**Short exercise A:** From the Heavy Rocks article below, list every single that was released ahead of the album.
**Short exercise B:** Quote the passage of the Heavy Rocks article starting with "Upon its release, the" and going on through "frequent drone-oriented albums.".
**Short exercise C:** According to the Heavy Rocks article below, in which years were the two earlier Boris albums with this title released?

**Source extract:**

· · · · · · ·

Studio album by Boris
- Released: 12 August 2022
- Recorded: 2022
- Genre: Heavy metal, stoner rock
- Length: 41:34
- Label: Relapse Records
- Producer: Boris

Boris chronology
| W (2022) | Heavy Rocks (2022) | Fade (2022) |

= Heavy Rocks (2022 album) =

Heavy Rocks is the twenty-seventh studio album by Japanese experimental band Boris, released on 12 August 2022 by Relapse Records. It is the third Boris album of this title, with the previous ones released in 2002 and 2011; all feature the band exploring hard rock and heavy metal sounds. The band described the album as both a celebration of their 30th anniversary and as part of a continuous evolution in their music. The album was preceded by the singles "She Is Burning", "Question 1", and "My Name Is Blank".

==Critical reception==

Upon its release, the album received generally favorable reviews from critics. Blabbermouth called the album "diverse and captivating" and concluded that it is "one of the year's most interesting left field, heavy music releases." Metal Injection described the album, along with its predecessors of the same title, as an attempt by Boris "to go yard on arcane '70s rock and proto-metal screwballs with a pine tar-lined avant-garde/experimental clobbering apparatus."

Jon Hadusek of Consequence described the album as illustrating the band's love of "1970s hard rock and heavy psych" while retaining their well-known experimental impulses. Writing for Yahoo News, Hadusek also noted that the album is a fitting continuation of Boris's previous Heavy Rocks albums, with the band "completely unleashed and in pure rock 'n' roll mode" in contrast to their more frequent drone-oriented albums.

· · · · · · ·

**Supplied information:**
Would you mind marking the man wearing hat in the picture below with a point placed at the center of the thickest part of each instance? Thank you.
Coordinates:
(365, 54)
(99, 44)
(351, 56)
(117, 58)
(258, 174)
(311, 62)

· · · · · · ·

**Full answer A:** "She Is Burning", "Question 1", "My Name Is Blank"

**Full answer B:**
Upon its release, the album received generally favorable reviews from critics. Blabbermouth called the album "diverse and captivating" and concluded that it is "one of the year's most interesting left field, heavy music releases." Metal Injection described the album, along with its predecessors of the same title, as an attempt by Boris "to go yard on arcane '70s rock and proto-metal screwballs with a pine tar-lined avant-garde/experimental clobbering apparatus."

Jon Hadusek of Consequence described the album as illustrating the band's love of "1970s hard rock and heavy psych" while retaining their well-known experimental impulses. Writing for Yahoo News, Hadusek also noted that the album is a fitting continuation of Boris's previous Heavy Rocks albums, with the band "completely unleashed and in pure rock 'n' roll mode" in contrast to their more frequent drone-oriented albums.

**Full answer C:** The earlier albums came out in 2002 and 2011.